§ **Requirements**
From the records below, pick out all lines that contain the string "every" and copy them. Case counts.
── Record excerpts
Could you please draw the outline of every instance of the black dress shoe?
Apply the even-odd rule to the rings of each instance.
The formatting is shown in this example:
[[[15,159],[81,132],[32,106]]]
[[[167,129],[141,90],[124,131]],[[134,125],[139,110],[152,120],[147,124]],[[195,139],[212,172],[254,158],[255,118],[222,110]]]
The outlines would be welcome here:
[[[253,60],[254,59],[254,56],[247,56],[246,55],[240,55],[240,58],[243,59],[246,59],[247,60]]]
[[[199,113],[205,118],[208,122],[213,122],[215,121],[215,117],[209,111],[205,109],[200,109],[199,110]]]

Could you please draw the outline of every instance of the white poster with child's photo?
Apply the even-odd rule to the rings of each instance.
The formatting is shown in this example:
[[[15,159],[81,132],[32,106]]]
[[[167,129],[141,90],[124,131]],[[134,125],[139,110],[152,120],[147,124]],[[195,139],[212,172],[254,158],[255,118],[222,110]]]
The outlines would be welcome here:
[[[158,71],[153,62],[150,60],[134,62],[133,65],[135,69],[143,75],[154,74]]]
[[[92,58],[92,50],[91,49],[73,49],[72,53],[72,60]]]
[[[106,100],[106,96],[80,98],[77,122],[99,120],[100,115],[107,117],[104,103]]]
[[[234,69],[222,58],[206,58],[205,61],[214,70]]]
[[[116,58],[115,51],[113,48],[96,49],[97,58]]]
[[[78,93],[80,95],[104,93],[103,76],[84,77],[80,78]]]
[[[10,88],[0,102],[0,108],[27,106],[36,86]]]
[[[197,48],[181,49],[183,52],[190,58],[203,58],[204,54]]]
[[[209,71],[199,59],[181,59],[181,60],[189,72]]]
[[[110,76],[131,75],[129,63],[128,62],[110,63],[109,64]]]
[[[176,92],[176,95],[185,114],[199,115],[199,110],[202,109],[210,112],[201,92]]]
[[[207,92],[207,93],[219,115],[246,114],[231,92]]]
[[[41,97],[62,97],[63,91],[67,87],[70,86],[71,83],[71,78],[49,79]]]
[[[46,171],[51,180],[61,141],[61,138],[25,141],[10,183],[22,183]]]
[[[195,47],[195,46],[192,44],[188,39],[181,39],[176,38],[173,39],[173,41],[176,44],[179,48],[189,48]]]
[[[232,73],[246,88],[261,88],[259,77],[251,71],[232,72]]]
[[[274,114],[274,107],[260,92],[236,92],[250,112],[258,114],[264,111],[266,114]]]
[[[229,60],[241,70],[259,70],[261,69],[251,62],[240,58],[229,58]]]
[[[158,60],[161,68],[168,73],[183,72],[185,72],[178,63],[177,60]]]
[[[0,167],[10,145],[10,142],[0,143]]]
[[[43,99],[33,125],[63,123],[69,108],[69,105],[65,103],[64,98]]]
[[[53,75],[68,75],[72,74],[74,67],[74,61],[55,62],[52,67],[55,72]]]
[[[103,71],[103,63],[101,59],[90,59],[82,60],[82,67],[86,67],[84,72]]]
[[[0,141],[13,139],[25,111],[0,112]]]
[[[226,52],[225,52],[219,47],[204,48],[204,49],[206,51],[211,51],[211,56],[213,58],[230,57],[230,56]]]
────
§ **The solution**
Could you please draw the outline of every instance of the black dress shoe?
Could you please draw the outline of every instance of the white poster with child's photo?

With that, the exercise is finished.